▶ _RECORDS FOR THE TASK_:
_ _ _ _

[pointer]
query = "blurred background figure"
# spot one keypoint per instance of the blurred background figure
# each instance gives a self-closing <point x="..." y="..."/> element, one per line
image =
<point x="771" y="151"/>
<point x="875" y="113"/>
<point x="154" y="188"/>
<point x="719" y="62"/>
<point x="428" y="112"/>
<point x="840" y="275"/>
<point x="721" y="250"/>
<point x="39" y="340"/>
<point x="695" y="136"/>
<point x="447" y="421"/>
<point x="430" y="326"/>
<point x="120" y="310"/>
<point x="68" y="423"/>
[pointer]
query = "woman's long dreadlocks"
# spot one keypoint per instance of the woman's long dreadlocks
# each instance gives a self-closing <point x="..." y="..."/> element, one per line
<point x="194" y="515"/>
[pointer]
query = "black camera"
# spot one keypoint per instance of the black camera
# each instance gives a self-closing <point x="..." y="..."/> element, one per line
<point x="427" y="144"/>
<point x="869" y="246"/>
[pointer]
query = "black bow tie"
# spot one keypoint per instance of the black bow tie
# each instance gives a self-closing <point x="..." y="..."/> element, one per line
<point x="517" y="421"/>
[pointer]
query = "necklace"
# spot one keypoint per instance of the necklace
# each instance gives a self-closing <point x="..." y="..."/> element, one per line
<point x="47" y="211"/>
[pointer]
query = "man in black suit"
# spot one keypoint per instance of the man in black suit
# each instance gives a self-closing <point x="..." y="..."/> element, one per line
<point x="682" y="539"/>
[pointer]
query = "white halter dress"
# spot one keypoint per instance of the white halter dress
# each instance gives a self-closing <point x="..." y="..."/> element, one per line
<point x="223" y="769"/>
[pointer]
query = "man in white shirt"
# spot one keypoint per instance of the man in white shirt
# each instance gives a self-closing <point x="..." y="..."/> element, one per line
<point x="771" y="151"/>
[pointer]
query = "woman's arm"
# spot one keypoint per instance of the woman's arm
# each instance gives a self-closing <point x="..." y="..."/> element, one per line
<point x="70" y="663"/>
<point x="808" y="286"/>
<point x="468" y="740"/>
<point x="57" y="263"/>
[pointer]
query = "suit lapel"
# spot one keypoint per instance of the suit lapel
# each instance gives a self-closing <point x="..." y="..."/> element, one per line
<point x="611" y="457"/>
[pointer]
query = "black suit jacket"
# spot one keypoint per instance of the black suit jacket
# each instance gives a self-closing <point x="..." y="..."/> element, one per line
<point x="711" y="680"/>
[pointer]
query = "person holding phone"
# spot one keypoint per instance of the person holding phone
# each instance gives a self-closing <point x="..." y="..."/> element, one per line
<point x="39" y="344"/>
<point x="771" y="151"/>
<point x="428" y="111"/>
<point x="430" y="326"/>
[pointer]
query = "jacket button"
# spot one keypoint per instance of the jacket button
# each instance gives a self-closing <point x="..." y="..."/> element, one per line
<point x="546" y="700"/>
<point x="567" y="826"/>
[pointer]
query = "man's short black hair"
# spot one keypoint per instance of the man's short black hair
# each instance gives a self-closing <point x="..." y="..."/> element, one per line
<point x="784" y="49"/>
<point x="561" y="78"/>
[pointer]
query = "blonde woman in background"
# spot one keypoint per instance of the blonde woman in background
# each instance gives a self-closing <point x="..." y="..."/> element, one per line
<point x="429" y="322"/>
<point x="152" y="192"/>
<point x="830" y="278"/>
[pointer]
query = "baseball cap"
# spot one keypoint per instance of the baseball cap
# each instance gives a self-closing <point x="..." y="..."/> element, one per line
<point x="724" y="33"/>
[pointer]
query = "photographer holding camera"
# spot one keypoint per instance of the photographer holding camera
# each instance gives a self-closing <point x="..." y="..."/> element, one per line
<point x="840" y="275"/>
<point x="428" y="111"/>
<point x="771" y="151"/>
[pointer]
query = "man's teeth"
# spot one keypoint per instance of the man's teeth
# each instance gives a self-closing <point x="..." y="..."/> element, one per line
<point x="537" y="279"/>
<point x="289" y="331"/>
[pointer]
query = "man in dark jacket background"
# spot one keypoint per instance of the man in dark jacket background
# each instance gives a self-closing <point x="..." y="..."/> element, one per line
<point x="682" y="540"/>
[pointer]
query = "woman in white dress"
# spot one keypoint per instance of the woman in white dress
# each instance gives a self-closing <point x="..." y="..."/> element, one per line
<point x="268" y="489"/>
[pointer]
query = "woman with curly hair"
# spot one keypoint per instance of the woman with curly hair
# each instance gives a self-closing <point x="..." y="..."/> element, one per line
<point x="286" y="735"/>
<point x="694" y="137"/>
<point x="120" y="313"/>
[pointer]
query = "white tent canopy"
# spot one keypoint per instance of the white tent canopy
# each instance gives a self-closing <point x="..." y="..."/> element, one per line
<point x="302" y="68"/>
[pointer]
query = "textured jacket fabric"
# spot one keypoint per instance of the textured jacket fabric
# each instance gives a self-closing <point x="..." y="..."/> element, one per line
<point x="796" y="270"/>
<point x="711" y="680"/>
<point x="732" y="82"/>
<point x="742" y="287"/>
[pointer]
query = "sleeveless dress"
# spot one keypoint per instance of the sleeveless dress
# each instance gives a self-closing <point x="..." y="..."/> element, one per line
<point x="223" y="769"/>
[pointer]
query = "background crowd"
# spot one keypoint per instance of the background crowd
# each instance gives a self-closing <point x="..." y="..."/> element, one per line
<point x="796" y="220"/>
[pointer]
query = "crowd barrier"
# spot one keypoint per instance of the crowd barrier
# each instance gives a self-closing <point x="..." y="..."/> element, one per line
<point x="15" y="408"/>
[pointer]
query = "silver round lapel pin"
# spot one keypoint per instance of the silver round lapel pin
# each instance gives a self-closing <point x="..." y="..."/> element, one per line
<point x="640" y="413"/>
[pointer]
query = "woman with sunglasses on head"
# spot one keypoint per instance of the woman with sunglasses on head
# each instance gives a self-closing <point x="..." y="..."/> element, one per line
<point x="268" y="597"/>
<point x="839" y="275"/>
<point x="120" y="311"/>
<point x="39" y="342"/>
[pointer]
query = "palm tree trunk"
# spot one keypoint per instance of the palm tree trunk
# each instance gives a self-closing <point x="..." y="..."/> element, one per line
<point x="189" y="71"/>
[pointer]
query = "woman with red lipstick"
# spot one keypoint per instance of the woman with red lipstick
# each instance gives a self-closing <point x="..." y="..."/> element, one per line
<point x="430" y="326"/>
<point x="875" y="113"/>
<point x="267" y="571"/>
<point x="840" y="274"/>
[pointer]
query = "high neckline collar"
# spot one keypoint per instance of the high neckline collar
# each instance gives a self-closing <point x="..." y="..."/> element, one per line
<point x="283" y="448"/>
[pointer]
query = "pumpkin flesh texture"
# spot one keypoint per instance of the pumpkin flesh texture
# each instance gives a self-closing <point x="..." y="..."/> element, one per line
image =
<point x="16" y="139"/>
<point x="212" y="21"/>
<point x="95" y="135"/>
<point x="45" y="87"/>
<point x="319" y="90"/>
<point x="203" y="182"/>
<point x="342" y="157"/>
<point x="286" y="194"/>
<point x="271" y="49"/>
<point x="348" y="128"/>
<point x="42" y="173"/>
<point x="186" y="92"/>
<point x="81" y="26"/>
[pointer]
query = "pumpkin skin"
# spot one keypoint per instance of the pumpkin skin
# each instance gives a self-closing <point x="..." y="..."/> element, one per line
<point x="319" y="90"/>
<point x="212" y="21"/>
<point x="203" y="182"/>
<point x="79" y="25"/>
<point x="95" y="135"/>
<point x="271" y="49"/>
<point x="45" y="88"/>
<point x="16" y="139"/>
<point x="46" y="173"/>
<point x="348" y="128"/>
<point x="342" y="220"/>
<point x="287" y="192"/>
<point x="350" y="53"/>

_ _ _ _

▶ _TASK PROMPT_: Scan the material line by line and report each one that contains "lipstick".

▶ _RESPONSE BELOW_:
query = "woman with red lipstick"
# spot one keypoint per instance of the woman with red lipstick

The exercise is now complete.